■ **ASSIGNMENT**:
Your task is to repeat, word for word, the line containing "# for every" and all lines that follow it to the end of the material, and no other lines.

■ **DATA TO EXAMINE**:
───

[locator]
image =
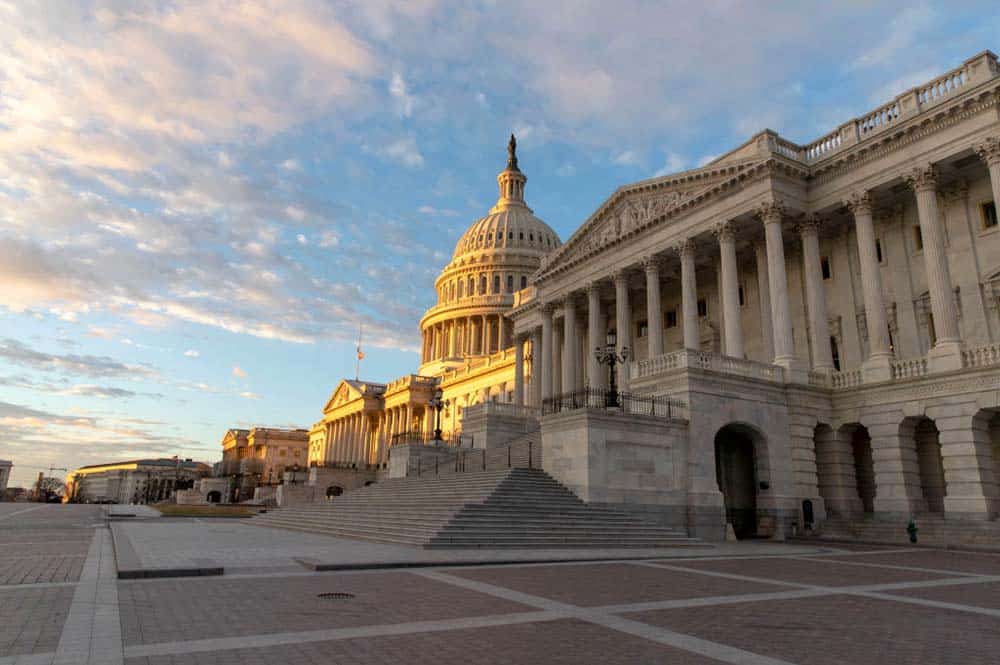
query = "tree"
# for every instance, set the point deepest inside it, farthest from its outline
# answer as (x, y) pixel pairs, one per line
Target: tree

───

■ **ANSWER BOX**:
# for every instance, set the point deepest inside it, farthest from its outline
# answer as (x, y) pixel pairs, one per line
Target: tree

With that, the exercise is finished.